[EXERCISE PASSAGE]

Thomas Patrick Tomich (born September 8, 1956) is an American researcher in the field of sustainable agriculture. He researches a variety of subjects, including agriculture, natural resource management, food policy, and economic development. He is the founding director of the Agricultural Sustainability Institute at University of California, Davis and an elected fellow of the American Association for the Advancement of Science. Tomich advocates for immediate and strategic action on the part of the research community to apply current scientific knowledge to address world-wide issues relating to climate change.

==Education==
Thomas Patrick Tomich was born on September 8, 1956, in San Jose, California, to parents Lillian and Thomas Tomich. His family owned a fruit orchard in Orangevale, established by Thomas P. Tomich's great-grandparents in 1897. Tomich graduated from University of California, Davis with a bachelor's in economics in 1979. He attended Stanford University for his Master of Arts degree, graduating in 1982. He also received a PhD in agricultural and food system economics from Stanford, graduating in 1984.

==Career==
Tomich worked for the Harvard Institute for International Development for ten years as a policy advisor and institute associate. From 1994-2006, he worked for the World Agroforestry Centre as principal economist and global coordinator of the ASB Partnership for the Tropical Forest Margins. He has been a professor at UC Davis since 2007. There, he is the founding director of the Agricultural Sustainability Institute. He was also the first holder of the WK Kellogg Endowed Chair in Sustainable Food Systems. He researches a variety of subjects, including agriculture, natural resource management, food policy, and economic development. As of 2015, he is the co-editor of the journal the Annual Review of Environment and Resources.

==Awards and honors==
In 2019, Tomich was elected as a fellow to the American Association for the Advancement of Science.

[/EXERCISE PASSAGE]
[RECORDS SHOWN]

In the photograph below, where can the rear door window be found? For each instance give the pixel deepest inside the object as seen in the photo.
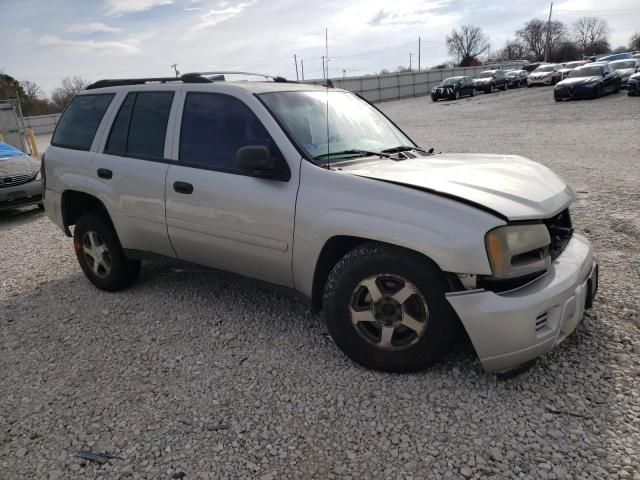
(80, 121)
(140, 127)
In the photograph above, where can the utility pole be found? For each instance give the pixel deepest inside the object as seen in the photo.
(326, 49)
(546, 48)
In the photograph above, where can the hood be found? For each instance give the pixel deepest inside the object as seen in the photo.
(24, 165)
(509, 186)
(575, 81)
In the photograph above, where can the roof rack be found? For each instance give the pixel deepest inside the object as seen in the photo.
(194, 77)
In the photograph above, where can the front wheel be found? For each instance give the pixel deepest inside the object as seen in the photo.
(598, 92)
(386, 310)
(100, 255)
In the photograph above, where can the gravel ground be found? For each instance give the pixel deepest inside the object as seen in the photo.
(197, 375)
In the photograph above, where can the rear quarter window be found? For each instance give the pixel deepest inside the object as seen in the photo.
(140, 127)
(80, 121)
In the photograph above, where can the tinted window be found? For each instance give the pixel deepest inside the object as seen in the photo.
(141, 125)
(214, 127)
(80, 121)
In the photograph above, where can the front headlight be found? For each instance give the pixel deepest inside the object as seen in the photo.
(518, 250)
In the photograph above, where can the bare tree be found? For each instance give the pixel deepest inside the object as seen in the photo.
(33, 100)
(634, 43)
(513, 50)
(590, 34)
(467, 44)
(71, 86)
(534, 37)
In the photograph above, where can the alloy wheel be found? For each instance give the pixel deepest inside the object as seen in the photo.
(96, 254)
(388, 312)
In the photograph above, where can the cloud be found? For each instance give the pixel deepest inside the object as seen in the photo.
(224, 12)
(93, 27)
(378, 18)
(119, 7)
(108, 48)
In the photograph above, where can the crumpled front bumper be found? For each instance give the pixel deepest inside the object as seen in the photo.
(20, 195)
(511, 328)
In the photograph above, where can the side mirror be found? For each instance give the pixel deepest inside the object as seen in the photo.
(257, 160)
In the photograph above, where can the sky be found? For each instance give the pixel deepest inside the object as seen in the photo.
(45, 41)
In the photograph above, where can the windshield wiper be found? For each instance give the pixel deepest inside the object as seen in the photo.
(352, 152)
(406, 148)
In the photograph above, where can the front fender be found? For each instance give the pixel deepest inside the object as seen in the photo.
(332, 204)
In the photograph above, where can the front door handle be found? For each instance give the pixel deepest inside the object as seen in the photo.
(183, 187)
(105, 173)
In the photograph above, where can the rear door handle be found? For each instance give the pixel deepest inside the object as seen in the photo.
(183, 187)
(105, 173)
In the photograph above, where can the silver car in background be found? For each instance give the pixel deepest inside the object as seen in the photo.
(568, 67)
(20, 182)
(626, 68)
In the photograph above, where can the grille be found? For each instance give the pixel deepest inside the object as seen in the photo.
(560, 231)
(541, 321)
(14, 180)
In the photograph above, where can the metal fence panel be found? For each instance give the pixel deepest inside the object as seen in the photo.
(390, 86)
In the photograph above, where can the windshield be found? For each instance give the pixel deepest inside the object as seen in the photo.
(586, 72)
(451, 81)
(622, 64)
(353, 123)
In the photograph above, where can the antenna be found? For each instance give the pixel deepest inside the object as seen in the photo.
(326, 52)
(175, 69)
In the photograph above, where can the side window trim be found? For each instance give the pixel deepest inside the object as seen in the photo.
(99, 129)
(179, 124)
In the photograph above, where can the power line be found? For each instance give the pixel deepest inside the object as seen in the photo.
(624, 10)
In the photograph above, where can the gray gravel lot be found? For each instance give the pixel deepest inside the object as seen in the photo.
(196, 375)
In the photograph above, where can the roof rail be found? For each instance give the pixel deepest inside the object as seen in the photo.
(275, 78)
(194, 77)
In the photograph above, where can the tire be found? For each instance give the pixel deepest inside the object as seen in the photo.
(95, 237)
(364, 342)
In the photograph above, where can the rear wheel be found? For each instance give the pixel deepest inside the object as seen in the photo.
(385, 308)
(100, 255)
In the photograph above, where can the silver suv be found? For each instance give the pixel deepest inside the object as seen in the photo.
(314, 189)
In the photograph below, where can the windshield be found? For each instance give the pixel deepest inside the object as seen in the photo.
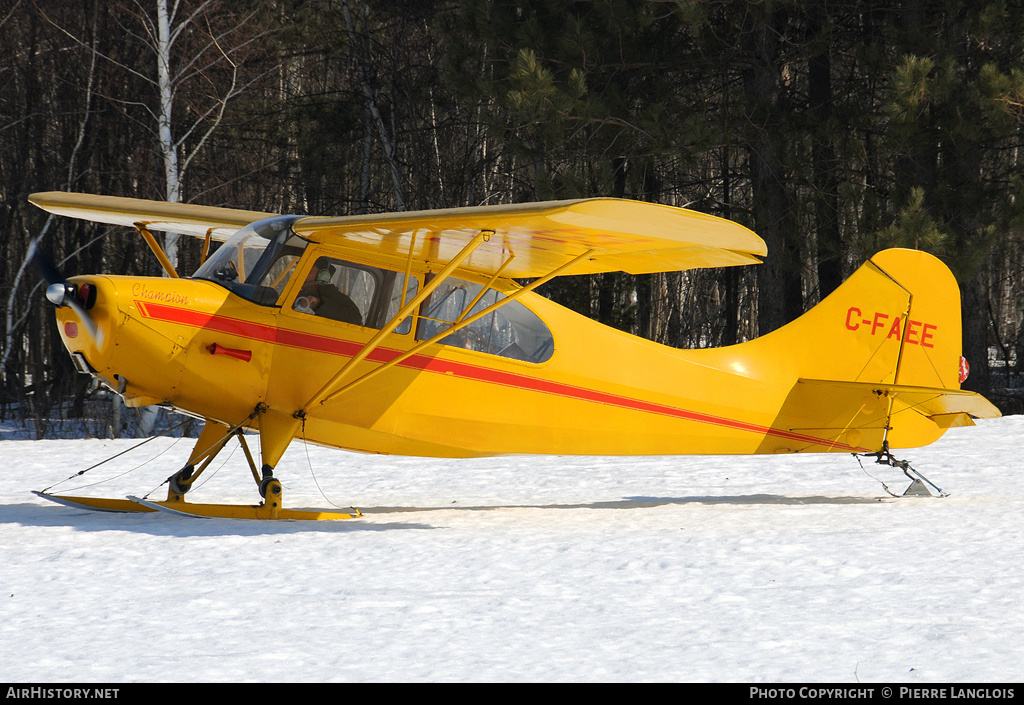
(257, 261)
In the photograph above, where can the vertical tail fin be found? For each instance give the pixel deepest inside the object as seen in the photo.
(879, 360)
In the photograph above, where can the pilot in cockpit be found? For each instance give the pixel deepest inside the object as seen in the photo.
(321, 296)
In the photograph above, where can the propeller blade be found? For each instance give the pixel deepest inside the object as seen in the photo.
(45, 266)
(59, 293)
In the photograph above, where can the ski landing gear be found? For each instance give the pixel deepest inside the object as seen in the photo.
(275, 433)
(920, 485)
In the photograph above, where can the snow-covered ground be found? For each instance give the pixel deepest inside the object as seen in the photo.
(726, 569)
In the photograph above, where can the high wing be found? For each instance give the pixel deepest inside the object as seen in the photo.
(534, 239)
(627, 236)
(156, 215)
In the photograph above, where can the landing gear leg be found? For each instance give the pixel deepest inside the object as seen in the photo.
(211, 442)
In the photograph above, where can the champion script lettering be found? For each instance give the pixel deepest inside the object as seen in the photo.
(140, 291)
(914, 333)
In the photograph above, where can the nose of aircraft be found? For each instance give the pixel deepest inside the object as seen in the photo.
(86, 321)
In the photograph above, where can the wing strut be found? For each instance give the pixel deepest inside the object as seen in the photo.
(374, 342)
(459, 324)
(157, 250)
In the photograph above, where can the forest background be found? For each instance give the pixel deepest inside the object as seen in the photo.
(832, 129)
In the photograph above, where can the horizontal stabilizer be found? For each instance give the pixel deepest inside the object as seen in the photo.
(934, 403)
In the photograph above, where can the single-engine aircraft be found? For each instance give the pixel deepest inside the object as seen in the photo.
(407, 333)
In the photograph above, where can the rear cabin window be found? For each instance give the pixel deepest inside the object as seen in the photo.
(358, 294)
(511, 331)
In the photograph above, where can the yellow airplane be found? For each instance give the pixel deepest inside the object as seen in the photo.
(407, 333)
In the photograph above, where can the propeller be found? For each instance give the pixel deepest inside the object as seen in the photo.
(60, 293)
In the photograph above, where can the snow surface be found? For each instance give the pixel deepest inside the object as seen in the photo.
(516, 569)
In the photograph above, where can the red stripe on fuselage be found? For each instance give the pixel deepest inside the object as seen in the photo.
(323, 343)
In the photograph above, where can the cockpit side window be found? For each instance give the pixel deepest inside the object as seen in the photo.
(354, 293)
(511, 331)
(257, 261)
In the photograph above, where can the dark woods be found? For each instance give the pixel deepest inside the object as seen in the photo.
(832, 129)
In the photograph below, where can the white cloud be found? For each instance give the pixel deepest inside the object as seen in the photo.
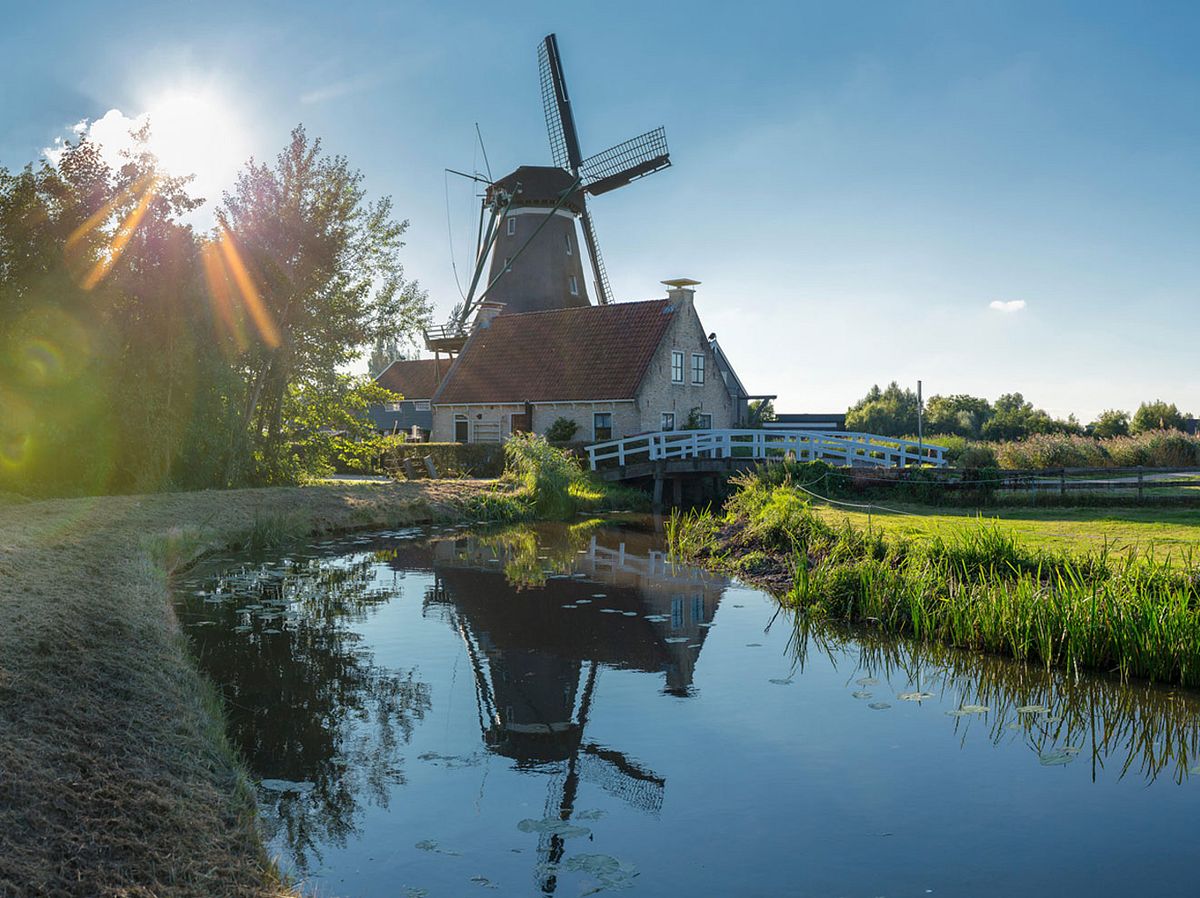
(1012, 305)
(112, 132)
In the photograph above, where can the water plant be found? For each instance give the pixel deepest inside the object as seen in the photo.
(979, 587)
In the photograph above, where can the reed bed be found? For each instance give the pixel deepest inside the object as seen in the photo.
(982, 588)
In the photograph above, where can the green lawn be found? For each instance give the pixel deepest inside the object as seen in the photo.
(1163, 531)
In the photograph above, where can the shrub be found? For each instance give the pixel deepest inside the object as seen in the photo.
(562, 431)
(450, 459)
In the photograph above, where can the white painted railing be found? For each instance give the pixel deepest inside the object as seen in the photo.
(837, 447)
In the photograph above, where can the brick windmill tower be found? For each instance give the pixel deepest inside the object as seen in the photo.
(534, 220)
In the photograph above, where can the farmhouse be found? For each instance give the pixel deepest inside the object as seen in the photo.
(615, 370)
(414, 379)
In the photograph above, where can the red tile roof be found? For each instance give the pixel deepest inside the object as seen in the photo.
(413, 378)
(563, 354)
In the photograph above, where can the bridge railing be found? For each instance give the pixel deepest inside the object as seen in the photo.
(837, 447)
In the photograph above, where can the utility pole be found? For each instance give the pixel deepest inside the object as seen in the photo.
(921, 415)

[/RECORDS SHOWN]

In the text on Thomas Patrick Tomich, what year did his great-grandparents establish the family fruit orchard in Orangevale? Leave the records aside here.

RESULT OF THE EXERCISE :: 1897